Extracted records>
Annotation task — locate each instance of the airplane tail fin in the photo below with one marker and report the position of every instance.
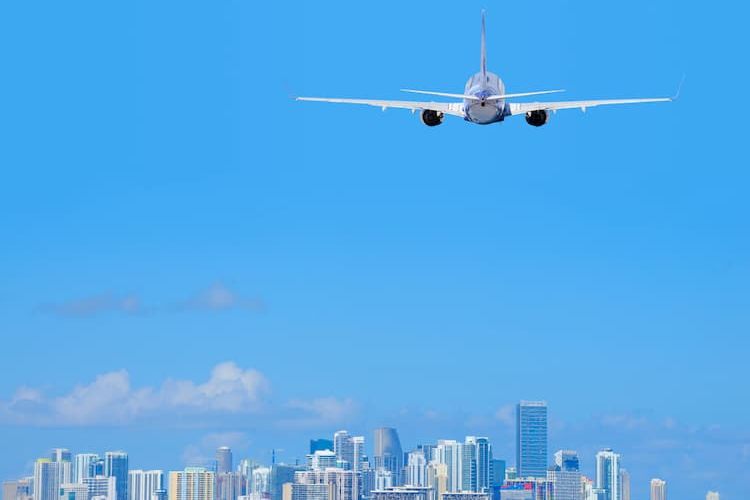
(484, 50)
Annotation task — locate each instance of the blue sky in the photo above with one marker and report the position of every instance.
(168, 212)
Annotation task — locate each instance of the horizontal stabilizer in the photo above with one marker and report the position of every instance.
(475, 98)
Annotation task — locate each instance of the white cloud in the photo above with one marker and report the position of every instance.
(220, 298)
(94, 305)
(217, 297)
(111, 400)
(202, 453)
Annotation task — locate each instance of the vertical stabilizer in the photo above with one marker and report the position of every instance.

What you will do>
Return the data above unchanged. Pictures are not part of the copy.

Problem solution>
Annotation task — locate each instance of the airplane tail fin in the photo below with one marker and report the position of every instance.
(484, 50)
Annotation task — locate each instance of the blue sky in the photo above with one marker and report the position of every instance.
(168, 212)
Annotation task — locate each instance of the horizontal stabilizer in the photo above with one marker and report the position of every instance.
(475, 98)
Annotation task — locate each instance of the white cloud in the photo above with one marker and report the position of every instance.
(220, 298)
(94, 305)
(217, 297)
(111, 400)
(202, 453)
Annotation task — locate each instance of the vertical stabilizer in the photo above with one marker and report the position of every instance.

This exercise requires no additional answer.